Exercise objective:
A complete and exact copy of the entries below is the expected result.
== Stored data
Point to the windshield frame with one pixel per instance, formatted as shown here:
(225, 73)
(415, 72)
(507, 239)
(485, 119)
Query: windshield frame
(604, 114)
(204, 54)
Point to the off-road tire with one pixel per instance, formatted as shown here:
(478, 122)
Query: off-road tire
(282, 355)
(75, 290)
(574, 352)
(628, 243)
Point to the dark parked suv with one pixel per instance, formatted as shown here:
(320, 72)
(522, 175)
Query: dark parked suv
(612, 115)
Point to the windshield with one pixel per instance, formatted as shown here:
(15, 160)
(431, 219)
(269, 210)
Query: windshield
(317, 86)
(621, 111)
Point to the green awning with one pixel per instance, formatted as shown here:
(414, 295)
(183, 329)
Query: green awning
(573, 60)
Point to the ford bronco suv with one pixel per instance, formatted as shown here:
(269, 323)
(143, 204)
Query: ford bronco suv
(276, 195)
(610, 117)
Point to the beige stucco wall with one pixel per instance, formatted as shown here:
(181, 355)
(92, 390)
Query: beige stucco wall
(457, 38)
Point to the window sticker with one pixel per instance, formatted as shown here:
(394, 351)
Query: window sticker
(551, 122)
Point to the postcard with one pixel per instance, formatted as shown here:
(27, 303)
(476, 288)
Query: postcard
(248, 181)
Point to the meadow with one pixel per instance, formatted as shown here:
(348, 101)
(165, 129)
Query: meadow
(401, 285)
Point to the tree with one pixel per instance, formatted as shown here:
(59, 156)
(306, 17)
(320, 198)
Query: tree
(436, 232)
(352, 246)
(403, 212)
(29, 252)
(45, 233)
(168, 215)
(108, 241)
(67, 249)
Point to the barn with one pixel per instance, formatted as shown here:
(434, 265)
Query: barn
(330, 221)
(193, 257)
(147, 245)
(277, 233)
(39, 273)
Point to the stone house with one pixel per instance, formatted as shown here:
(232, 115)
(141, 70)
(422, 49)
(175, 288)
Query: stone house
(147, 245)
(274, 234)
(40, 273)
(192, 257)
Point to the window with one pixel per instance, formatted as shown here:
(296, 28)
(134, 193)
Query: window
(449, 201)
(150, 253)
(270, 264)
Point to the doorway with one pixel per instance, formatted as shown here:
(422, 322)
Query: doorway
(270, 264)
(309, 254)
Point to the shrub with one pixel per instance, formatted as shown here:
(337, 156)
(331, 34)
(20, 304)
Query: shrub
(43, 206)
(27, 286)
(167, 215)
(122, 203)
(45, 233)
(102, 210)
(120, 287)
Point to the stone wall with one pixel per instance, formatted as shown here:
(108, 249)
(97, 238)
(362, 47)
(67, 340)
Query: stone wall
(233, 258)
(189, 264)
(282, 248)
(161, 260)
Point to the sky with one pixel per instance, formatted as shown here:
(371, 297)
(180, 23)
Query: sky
====
Answer area:
Point to the windshield frame with one pixel per instance, formatted as shown here:
(225, 73)
(415, 72)
(507, 239)
(485, 119)
Query: windshield frame
(604, 114)
(204, 54)
Point to the off-road tire with one pixel per instance, formatted as shown here:
(478, 122)
Query: off-road tire
(282, 355)
(75, 290)
(574, 352)
(628, 243)
Point to the dark parked suv with one pixel per instance, formatted as shown here:
(320, 72)
(522, 175)
Query: dark parked suv
(612, 115)
Point to the windshield with one pixel per instance, formatted as shown here:
(15, 160)
(431, 219)
(269, 210)
Query: windshield
(317, 86)
(621, 111)
Point to the green awning with one pixel per instance, formatted as shown here:
(414, 295)
(183, 329)
Query: green awning
(573, 60)
Point to the ford bronco suv with one pixel per instance, formatted as shown here:
(269, 323)
(143, 204)
Query: ford bronco suv
(276, 195)
(610, 117)
Point to the beige stucco wall with one pixel per instance, formatted as shown here:
(181, 355)
(92, 390)
Query: beige stucco wall
(457, 38)
Point to the window sticker with one pixel per instance, formatted as shown here:
(394, 351)
Query: window sticker
(551, 122)
Point to the postcard with one pixel per instance, formatted as shown here:
(27, 303)
(476, 288)
Query: postcard
(248, 181)
Point to the meadow with one pixel per instance, formatted as shown here:
(348, 101)
(165, 129)
Query: meadow
(401, 285)
Point to the tree with one pixel per instance, formatted as shown here:
(59, 156)
(306, 17)
(320, 198)
Query: tree
(436, 232)
(352, 246)
(403, 212)
(29, 252)
(45, 233)
(168, 215)
(108, 241)
(67, 249)
Point to the barn with one pixel per instance, formatted as shown here:
(434, 265)
Query: barn
(330, 221)
(193, 257)
(147, 245)
(277, 233)
(39, 273)
Point to the stone house with one pixel per instance, formatted as shown here:
(232, 115)
(141, 70)
(422, 49)
(175, 288)
Query: stone house
(147, 245)
(274, 234)
(40, 273)
(192, 257)
Point to the window with one pixel per instance, formatted as shown here:
(296, 28)
(134, 193)
Query: window
(449, 201)
(150, 253)
(270, 264)
Point to the doorway with one pixel per instance, formatted as shown here:
(422, 322)
Query: doorway
(270, 264)
(309, 254)
Point to the shrub with one pixel per instance, formatted as shown here:
(337, 156)
(331, 34)
(20, 304)
Query: shrub
(43, 206)
(27, 286)
(167, 215)
(122, 203)
(45, 233)
(102, 210)
(120, 287)
Point to the stone wall with one pixel per instance, formatted as shown here:
(108, 249)
(97, 238)
(362, 47)
(67, 340)
Query: stone wall
(233, 258)
(189, 264)
(282, 248)
(161, 260)
Point to the sky with one pixel per instance, formatted as shown here:
(371, 297)
(180, 23)
Query: sky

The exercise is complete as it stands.